* [SELECTED TEXT]
******
Passenger revenues are expected to fall to US$241 billion (down from US$ 612 billion in 2019). This is greater than the fall in demand, reflecting an expected 18% fall in passenger yields as airlines try to encourage people to fly again through price stimulation. Load factors are expected to average 62.7% for 2020, some 20 percentage points below the record high of 82.5% achieved in 2019.
Costs are not falling as fast as demand. Total expenses of US$ 517 billion are 34.9% below 2019 levels but revenues will see a 50% drop. Non-fuel unit costs will rise sharply by 14.1%, as fixed costs are spread over fewer passengers. Lower utilization of aircraft and seats as a result of restrictions will also add to rising costs.
Fuel prices offer some relief. In 2019 jet fuel averaged US$ 77/barrel whereas the forecast average for 2020 is US$ 36.8. Fuel is expected to account for 15% of overall costs (compared to 23.7% in 2019).
******
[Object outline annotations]
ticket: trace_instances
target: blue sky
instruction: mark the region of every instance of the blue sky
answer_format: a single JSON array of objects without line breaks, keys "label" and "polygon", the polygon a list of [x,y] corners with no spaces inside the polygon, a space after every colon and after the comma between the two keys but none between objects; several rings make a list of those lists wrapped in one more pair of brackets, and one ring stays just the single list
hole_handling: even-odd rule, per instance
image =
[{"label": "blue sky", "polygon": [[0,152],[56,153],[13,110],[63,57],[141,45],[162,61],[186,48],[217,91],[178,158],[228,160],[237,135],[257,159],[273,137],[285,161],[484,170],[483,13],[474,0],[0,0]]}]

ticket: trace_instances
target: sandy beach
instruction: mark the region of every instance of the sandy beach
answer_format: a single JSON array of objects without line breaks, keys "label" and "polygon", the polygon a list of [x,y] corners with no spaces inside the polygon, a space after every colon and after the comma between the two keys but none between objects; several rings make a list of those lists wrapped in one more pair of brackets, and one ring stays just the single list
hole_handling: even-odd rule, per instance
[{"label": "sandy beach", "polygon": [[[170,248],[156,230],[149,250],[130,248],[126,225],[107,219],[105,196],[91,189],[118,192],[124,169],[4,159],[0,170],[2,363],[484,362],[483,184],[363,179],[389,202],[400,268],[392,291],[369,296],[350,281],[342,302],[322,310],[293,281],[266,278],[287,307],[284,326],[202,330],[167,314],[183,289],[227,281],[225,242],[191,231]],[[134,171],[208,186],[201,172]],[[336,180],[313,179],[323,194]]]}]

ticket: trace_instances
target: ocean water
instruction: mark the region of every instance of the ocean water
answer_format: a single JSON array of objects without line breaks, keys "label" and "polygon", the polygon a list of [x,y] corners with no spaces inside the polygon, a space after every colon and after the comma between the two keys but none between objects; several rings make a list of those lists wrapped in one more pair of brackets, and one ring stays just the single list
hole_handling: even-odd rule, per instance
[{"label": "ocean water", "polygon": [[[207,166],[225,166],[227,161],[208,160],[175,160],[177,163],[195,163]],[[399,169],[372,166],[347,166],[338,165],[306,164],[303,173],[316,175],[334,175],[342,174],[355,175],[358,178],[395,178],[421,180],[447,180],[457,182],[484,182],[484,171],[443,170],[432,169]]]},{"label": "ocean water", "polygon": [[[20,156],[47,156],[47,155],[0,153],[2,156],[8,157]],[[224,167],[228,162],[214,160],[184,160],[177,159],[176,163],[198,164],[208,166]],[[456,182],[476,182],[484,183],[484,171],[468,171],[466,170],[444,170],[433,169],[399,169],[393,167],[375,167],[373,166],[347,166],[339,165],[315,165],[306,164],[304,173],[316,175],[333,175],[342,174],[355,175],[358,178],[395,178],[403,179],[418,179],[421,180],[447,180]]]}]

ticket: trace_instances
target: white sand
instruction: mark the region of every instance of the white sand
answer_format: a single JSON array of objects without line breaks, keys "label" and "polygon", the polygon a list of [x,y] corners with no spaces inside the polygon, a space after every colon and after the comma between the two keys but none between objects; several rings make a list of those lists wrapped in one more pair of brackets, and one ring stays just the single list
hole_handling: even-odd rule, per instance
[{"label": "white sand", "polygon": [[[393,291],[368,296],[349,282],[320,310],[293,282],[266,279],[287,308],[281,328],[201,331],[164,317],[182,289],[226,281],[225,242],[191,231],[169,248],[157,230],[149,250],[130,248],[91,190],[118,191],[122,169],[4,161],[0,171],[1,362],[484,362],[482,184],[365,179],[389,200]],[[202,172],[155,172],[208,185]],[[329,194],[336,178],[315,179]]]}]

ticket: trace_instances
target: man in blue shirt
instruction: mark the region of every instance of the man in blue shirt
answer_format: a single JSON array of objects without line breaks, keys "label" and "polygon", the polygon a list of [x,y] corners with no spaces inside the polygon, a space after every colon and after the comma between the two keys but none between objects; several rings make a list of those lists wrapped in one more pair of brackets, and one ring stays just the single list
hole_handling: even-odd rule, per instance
******
* [REQUIRED TASK A] Please copy the part of the airline revenue passage starting at "Costs are not" and ending at "23.7% in 2019).".
* [REQUIRED TASK B] Decide whether each statement agrees with the airline revenue passage, answering yes or no and quoting the words that settle it: (i) Load factors reached a record high in 2019. (ii) Total expenses are expected to drop by 50% from 2019 levels. (iii) Fuel is expected to make up 15% of overall costs in 2020.
* [REQUIRED TASK C] According to the airline revenue passage, what did jet fuel average in 2019?

* [CORRECT RESULT A]
Costs are not falling as fast as demand. Total expenses of US$ 517 billion are 34.9% below 2019 levels but revenues will see a 50% drop. Non-fuel unit costs will rise sharply by 14.1%, as fixed costs are spread over fewer passengers. Lower utilization of aircraft and seats as a result of restrictions will also add to rising costs.
Fuel prices offer some relief. In 2019 jet fuel averaged US$ 77/barrel whereas the forecast average for 2020 is US$ 36.8. Fuel is expected to account for 15% of overall costs (compared to 23.7% in 2019).

* [CORRECT RESULT B]
(i) Yes: "some 20 percentage points below the record high of 82.5% achieved in 2019."
(ii) No: "Total expenses of US$ 517 billion are 34.9% below 2019 levels but revenues will see a 50% drop."
(iii) Yes: "Fuel is expected to account for 15% of overall costs (compared to 23.7% in 2019)."

* [CORRECT RESULT C] US$ 77/barrel.